** begin **

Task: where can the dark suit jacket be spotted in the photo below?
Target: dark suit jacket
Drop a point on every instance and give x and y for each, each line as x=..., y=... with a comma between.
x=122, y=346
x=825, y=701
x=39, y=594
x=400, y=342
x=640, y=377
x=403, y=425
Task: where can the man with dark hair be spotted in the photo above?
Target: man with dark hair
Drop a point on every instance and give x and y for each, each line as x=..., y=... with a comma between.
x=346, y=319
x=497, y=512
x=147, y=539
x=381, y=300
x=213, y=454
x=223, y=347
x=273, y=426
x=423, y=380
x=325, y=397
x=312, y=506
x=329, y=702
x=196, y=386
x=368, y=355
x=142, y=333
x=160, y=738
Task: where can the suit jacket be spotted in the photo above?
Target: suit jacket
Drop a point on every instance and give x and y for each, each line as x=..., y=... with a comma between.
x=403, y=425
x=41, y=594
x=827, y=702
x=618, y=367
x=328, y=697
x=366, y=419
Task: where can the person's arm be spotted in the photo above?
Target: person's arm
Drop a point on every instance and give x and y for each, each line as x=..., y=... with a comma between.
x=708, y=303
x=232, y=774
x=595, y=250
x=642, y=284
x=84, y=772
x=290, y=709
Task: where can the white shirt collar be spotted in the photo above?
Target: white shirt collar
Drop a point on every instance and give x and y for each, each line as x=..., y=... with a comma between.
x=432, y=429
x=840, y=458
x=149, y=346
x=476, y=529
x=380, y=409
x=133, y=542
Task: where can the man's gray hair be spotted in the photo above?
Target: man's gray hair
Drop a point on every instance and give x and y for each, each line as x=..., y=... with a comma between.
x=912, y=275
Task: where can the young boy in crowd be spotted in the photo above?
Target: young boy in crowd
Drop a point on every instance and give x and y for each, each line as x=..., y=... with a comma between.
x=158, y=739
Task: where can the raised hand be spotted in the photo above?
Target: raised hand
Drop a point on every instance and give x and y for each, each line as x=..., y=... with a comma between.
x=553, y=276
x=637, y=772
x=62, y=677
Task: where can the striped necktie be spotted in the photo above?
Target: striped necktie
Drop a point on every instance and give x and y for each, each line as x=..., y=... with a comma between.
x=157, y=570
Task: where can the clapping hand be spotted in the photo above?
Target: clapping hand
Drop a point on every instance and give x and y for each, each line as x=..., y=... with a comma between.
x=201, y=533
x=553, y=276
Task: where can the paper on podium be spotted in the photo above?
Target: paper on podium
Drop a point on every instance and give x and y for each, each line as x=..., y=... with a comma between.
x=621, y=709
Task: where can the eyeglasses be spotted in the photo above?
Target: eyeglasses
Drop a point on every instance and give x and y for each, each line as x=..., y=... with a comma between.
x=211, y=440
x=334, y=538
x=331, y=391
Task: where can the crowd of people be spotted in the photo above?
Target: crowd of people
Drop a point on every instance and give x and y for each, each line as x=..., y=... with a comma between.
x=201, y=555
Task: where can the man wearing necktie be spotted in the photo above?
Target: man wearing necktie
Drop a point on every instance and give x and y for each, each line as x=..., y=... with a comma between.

** end **

SHORT TASK: Set out all of the material above as a numbered list, one line per item, and leave out any blank lines.

EXERCISE OUTPUT:
1. Task: where can the dark suit jacket be spotted in the photo below?
2. Target: dark suit jacket
3. Drop a point on every instance and give x and y for each, each line as x=..., y=... with a comma between.
4. x=122, y=346
5. x=825, y=701
6. x=39, y=594
7. x=400, y=342
8. x=640, y=377
9. x=403, y=425
10. Task: where can the man with dark hair be spotted in the photo above?
11. Target: man with dark hair
12. Drop a point on every instance and give x and y for each, each line as x=..., y=... with a comma between.
13. x=346, y=319
14. x=497, y=512
15. x=147, y=539
16. x=381, y=300
17. x=213, y=454
18. x=223, y=347
19. x=273, y=426
20. x=423, y=380
21. x=325, y=397
22. x=312, y=506
23. x=329, y=702
24. x=196, y=386
25. x=368, y=355
26. x=142, y=333
27. x=160, y=738
28. Task: where can the suit jacket be spotted in the photo above?
29. Target: suit jacket
30. Drop a point on every instance and give x and y for each, each line as x=..., y=... with a comma between.
31. x=403, y=425
32. x=41, y=594
33. x=827, y=702
34. x=618, y=367
35. x=328, y=697
36. x=366, y=419
37. Task: where can the person's arm be spotted in the photo above?
38. Target: person's arm
39. Drop a point on every instance and give x and y for each, each line as x=..., y=... with a comma between.
40. x=708, y=303
41. x=232, y=774
42. x=595, y=250
43. x=642, y=284
44. x=84, y=772
45. x=290, y=709
46. Task: where can the white shirt collar be spotted in the photo above?
47. Target: white shirt collar
48. Drop a point on every instance and give x and y for each, each line as x=..., y=... with a comma between.
49. x=432, y=429
50. x=840, y=458
51. x=149, y=346
52. x=476, y=529
53. x=380, y=409
54. x=133, y=542
55. Task: where can the man's gray hair be spotted in the photo above?
56. Target: man's gray hair
57. Drop a point on every instance and give x and y for each, each line as x=..., y=... with a comma between.
58. x=912, y=275
59. Task: where can the young boy in crowd be spotted in the photo above?
60. Target: young boy in crowd
61. Drop a point on every instance and give x and y for each, each line as x=..., y=... with a comma between.
62. x=158, y=739
63. Task: where can the raised hand be spotted in the photo above?
64. Target: raised hand
65. Drop a point on every instance and give x and y for each, each line as x=..., y=... with a comma between.
66. x=553, y=276
67. x=637, y=772
68. x=62, y=677
69. Task: where can the striped necktie be spotted in the photo above?
70. Target: striped necktie
71. Drop a point on every instance and give x and y for each, each line as x=..., y=... with a comma between.
72. x=157, y=570
73. Task: where can the clapping hand be spotted in the photo above?
74. Target: clapping hand
75. Drop a point on every instance and give x and y for each, each line as x=..., y=... with a comma between.
76. x=201, y=533
77. x=553, y=276
78. Task: where can the paper on podium be spotted in the photo above?
79. Target: paper on podium
80. Drop a point on every instance and give x and y for each, each line as x=..., y=... with a comma between.
81. x=621, y=709
82. Task: where can the eyeglasses be spotted in the photo above?
83. Target: eyeglasses
84. Drop a point on every instance and give x and y for each, each line as x=..., y=... with a comma between.
85. x=211, y=440
86. x=334, y=538
87. x=331, y=391
88. Task: where can the crowd of people be spotted in the photo above?
89. Target: crowd of people
90. Drop a point on every instance and give x and y for each, each line as x=..., y=... with a comma between.
91. x=201, y=555
92. Task: where can the man wearing necktie be spotted in the photo above?
93. Target: man wearing necktie
94. Drop a point on every instance and give x and y for each, each line as x=..., y=... with a comma between.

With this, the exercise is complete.